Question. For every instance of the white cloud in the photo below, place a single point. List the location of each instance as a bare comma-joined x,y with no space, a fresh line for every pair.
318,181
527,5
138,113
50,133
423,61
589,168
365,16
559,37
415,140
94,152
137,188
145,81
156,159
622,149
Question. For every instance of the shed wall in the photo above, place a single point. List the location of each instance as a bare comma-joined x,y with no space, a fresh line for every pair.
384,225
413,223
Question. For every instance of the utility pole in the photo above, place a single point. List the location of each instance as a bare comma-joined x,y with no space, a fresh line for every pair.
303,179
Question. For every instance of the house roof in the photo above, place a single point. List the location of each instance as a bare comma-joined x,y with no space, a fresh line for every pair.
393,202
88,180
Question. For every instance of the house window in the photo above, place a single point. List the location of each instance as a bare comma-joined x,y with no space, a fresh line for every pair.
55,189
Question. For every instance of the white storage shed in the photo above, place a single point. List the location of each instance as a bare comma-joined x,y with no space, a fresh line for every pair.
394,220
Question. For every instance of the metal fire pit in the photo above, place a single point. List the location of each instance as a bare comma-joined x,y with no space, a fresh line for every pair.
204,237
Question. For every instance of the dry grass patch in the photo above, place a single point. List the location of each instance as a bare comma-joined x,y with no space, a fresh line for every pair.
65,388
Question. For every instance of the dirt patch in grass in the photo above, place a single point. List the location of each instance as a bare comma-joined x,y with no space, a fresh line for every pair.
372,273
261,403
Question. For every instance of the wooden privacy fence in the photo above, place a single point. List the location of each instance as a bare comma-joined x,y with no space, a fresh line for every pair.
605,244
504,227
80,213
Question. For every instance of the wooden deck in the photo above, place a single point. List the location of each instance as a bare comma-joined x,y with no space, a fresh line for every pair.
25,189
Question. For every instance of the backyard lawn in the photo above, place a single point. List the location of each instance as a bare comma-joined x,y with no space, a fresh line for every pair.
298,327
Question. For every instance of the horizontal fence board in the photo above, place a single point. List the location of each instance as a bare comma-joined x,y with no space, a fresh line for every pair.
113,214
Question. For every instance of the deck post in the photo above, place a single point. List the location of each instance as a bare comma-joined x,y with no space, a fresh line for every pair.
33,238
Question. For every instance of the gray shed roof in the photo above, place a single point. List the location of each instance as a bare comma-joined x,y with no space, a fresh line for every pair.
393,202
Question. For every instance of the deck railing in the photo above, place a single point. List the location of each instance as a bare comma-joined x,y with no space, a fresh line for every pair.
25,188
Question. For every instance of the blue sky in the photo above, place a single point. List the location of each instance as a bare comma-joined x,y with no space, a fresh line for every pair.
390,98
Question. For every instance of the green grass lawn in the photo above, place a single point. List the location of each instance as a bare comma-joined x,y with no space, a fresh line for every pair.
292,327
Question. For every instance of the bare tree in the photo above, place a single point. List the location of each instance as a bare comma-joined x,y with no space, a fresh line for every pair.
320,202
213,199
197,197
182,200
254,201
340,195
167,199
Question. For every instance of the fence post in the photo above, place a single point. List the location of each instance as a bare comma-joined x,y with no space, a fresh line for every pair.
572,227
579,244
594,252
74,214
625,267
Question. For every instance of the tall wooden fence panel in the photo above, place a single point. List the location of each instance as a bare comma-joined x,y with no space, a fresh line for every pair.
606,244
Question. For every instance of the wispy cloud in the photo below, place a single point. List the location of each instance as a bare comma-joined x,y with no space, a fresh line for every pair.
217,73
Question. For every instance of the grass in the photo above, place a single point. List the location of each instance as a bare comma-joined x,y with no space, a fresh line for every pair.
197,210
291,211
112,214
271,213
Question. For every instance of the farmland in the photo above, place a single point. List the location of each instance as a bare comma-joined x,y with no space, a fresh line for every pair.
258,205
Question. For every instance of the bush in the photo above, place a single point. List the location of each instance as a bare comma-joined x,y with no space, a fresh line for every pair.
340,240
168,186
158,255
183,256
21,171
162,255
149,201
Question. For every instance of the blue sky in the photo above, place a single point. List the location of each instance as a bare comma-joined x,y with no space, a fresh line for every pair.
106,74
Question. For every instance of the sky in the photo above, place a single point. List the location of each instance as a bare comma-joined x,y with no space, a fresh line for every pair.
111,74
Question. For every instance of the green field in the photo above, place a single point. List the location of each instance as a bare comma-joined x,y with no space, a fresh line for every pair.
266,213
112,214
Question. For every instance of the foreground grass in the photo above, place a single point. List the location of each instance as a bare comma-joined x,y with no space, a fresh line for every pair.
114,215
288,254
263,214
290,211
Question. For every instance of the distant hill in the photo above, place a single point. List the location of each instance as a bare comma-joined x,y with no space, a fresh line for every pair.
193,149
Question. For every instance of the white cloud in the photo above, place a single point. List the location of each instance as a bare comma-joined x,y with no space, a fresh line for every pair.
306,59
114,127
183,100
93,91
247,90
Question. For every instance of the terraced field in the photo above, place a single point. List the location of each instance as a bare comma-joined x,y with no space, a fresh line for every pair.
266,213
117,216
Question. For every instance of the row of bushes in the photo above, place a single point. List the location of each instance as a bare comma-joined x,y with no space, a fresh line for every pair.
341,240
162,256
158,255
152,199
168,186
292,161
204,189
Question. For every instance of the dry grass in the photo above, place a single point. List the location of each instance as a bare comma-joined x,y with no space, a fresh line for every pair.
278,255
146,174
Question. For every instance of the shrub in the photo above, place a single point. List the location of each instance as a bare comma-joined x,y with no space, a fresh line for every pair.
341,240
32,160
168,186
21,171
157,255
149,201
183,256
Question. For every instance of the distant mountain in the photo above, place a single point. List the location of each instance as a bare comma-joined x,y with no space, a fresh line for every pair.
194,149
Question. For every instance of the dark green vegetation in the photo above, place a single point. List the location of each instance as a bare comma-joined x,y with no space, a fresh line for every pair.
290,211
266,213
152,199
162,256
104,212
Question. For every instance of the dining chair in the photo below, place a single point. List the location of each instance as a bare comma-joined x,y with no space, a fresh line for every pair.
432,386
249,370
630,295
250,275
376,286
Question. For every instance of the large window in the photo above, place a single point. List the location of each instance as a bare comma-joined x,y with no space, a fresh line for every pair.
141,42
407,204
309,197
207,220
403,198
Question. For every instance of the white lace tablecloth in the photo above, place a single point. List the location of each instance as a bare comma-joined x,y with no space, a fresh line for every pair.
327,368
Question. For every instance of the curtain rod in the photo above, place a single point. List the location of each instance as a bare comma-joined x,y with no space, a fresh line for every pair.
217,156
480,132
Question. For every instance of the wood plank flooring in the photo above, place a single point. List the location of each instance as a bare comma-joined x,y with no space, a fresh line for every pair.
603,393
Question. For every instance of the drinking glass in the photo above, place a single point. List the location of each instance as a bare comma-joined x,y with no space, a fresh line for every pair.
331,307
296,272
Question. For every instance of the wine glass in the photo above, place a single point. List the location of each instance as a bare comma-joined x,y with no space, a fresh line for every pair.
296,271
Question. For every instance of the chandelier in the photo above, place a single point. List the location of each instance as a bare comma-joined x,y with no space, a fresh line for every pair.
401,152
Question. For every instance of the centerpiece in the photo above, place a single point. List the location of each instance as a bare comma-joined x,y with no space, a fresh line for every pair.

+---+

#### [Given task]
Set down the entries verbatim, leaving none out.

#### [Final result]
Question. For every instance of the white cloud in the photo below, place a single point. List the location of each instance as a bare comma-joined x,y with no space, a fresh line for every pair.
318,181
527,5
138,113
50,133
423,61
589,168
365,16
559,37
415,140
94,152
137,188
145,81
156,159
622,149
Question. For every instance of the shed wall in the photo above, place a single point. List the location of each instance as a bare comma-joined x,y with no space, a fresh line for every pair.
384,225
413,223
Question. For every instance of the utility pole in the photo above, place a single point. List the location of each instance as a bare comma-joined x,y with no space, a fresh line for every pair.
303,179
Question. For every instance of the house roof in the photo above, place a single point. List the location of each instance as a bare comma-joined x,y with no space, a fresh line for every pair.
393,202
88,180
Question. For every instance of the house window in the photo above, place a single point. List the location of each instance as a bare comma-joined x,y with no space, a fresh line for every pair.
55,189
Question. For every instance of the white storage shed in the photo above, place a single point. List the location of each instance as a bare comma-joined x,y with no space, a fresh line for every pair.
394,220
Question. For every instance of the metal fire pit in the photo above, place a single point. List the location of each instance as a bare comma-joined x,y with no space, a fresh line for every pair.
204,237
Question. For every instance of the dry grass patch in the photo above, place a single point. List the location of each instance as a bare comma-joined x,y with no space, a fresh line for every pair.
65,388
Question. For every instance of the dirt patch in grass in the photo above, place a single point. List the location of each instance as a bare comma-joined x,y with no space, a fresh line for every pair.
372,273
261,403
Question. For every instance of the wooden privacy fence in the photo above, place a single point. List the location of each instance as a bare comma-joined x,y with no space, a fresh line for every pair.
605,244
504,227
80,213
Question. For every instance of the wooden deck in the photo above, place a single point. List the location of each instance as a bare comma-joined x,y with no space, a fresh line for every pair.
25,189
Question. For every instance of the backyard lawn in the photo above, place a single point. List the location of each instance as a bare comma-joined x,y with no space, a fresh line for every pair.
298,327
Question. For every instance of the horizontal fence board in the photo above, place a single point. List the location of each instance as a bare comma-joined x,y with no space, a fresh line for every pair.
113,214
Question. For every instance of the deck post in the photo above, place a single point. List the location of each instance as a bare comma-joined x,y with no space, a fresh line for every pair.
33,238
Question. For every instance of the gray shed roof in the photo above, place a single point. List the location of each instance as a bare comma-joined x,y with no space, a fresh line for every pair.
393,202
Question. For every instance of the deck railing in the photo above, place a single point. List the location of each instance as a bare comma-joined x,y with no space, a fresh line for every pair.
25,188
Question. For every instance of the blue sky in the photo above, place a single point. List the location of each instance as a bare comma-joined x,y with no space, a fresh line for every pair.
390,98
Question. For every instance of the green grass lawn in the photo above, place a single point. List the location of each instance as a bare comma-joined x,y with no space, a fresh line for every pair.
292,327
Question. For every instance of the bare tree in the photo above, place a single point. List the location of each instance as a bare comma-joined x,y with no space, a fresh line for every pair.
320,202
213,199
197,197
182,200
254,201
340,195
167,199
Question. For every instance of the fence post in the photo above, place a single point. List the location of each instance as a bare comma-joined x,y with no space, a fresh line for every pair.
572,227
579,244
594,252
74,214
625,267
Question. For every instance of the tall wooden fence panel in the photo above, place a single point. List the location of each instance as a bare comma-joined x,y with no space, a fresh line for every pair.
606,244
Question. For every instance of the wispy cloud in the photo below, place a single point. List the location of each instance as a bare comma-joined x,y with no space, a fresh line for every pair.
217,73
Question. For every instance of the grass in the photo above, place a single point. List the location of each instance as a bare comma-joined x,y with no space, a fresh line for every pair.
197,210
291,211
112,214
271,213
Question. For every instance of the farmland in the photo above, place a single point. List the location of each instance as a bare comma-joined x,y with no space, a fresh line for every pair.
258,205
Question. For every instance of the bush in the photo above, place a single point. List the location of each instance as a bare comma-joined x,y with no space, a fresh line for every pair.
340,240
168,186
158,255
183,256
21,171
162,255
149,201
Question. For every instance of the blue sky in the photo above, place a single point. List the location of each instance as a bare comma-joined x,y with no space, a fresh line for every pair.
106,74
Question. For every instance of the sky in the photo above, place a single point. List the location of each instance as a bare comma-joined x,y with no space, a fresh line for every pair.
111,74
Question. For every instance of the green field in the photo above, place a single point. List the location of each instance as a bare comma-joined x,y with no space, a fresh line for every pair.
266,213
112,214
Question. For every instance of the foreground grass in the photo above, place a single point. List the location of each instance as a bare comma-joined x,y with no space, a fresh line for every pair.
114,215
288,254
263,214
290,211
Question. For every instance of the distant hill in the photo above, place a single point. List the location of each instance as a bare comma-joined x,y with no space, a fresh line for every pair.
193,149
Question. For every instance of the white cloud in the photo above, place a single point. List the location of each instance as a bare comma-joined x,y with no space, a fresh line for every pair.
306,59
114,127
183,100
93,91
247,90
Question. For every instance of the terraced field in the photo above, place a single point. List the location of each instance as a bare comma-joined x,y with no space, a fresh line for every pair.
266,213
117,216
Question. For every instance of the row of bushes in the photo above, place a single point. List the location of each instance as a bare comma-joined x,y with no space, a fresh line for every pair.
341,240
162,256
158,255
152,199
168,186
292,161
204,189
Question. For every instance of the dry grass in the photo above, place a single point. List the location of each instance as a bare comma-joined x,y with no space, a fresh line for every pair.
278,255
146,174
Question. For every instance of the shrub in the photo above, place a single point. List the location of each instance as a bare comma-joined x,y with no space, a fresh line for every pair.
341,240
32,160
168,186
21,171
157,255
149,201
183,256
Question. For every instance of the distant mountain in the photo above, place a single point. List the location of each instance as a bare comma-joined x,y with no space, a fresh line for every pair.
194,149
Question. For every instance of the dark green vegetation in the photo above, place a single point. List the location of each instance as a bare comma-joined x,y with no space, a fresh line for every pair.
290,211
266,213
152,199
162,256
104,212
Question. For every instance of the dining chair in the photo below, place a single point. List the location of each instance as a bare comma-joined x,y with no space, a fresh line for every pair.
432,386
249,370
630,295
250,275
376,286
Question. For every instance of the large window in the photo above, place a single point. List the location of each instance as a bare comma-joined x,y with no space, a fresh line for every pair.
141,42
407,204
309,197
207,220
403,198
Question. For every instance of the white lace tablecloth in the photo above, place a single point. List the location of each instance as a bare comma-joined x,y with no space, a fresh line for every pair.
327,368
Question. For every instance of the curtain rod in the photo above, place a single point. List the location of each instance as a bare comma-joined x,y with no space, a fresh line for every pair.
217,156
480,132
Question. For every instance of the wood plank flooring in the photo above, place a single point. List the location of each instance as a bare comma-joined x,y with no space, a fresh line for every pair.
603,393
Question. For every instance of the drinking glass in the photo above, place a single point. List the location of each instance as a bare comma-joined x,y with no space, a fresh line for every pair.
331,307
296,272
Question. For every instance of the wine glass in the photo above, place a single point. List the location of each instance as a bare comma-joined x,y with no space, a fresh line for every pair.
296,271
Question. For every instance of the chandelier in the photo above, place a single point. List the location of each instance as a bare comma-joined x,y with no space, a fresh line for every pair.
401,152
Question. For every instance of the centerpiece in the photo above, place a single point. List the location of each instance as a bare comma-joined x,y with no space, a fresh line for every pair.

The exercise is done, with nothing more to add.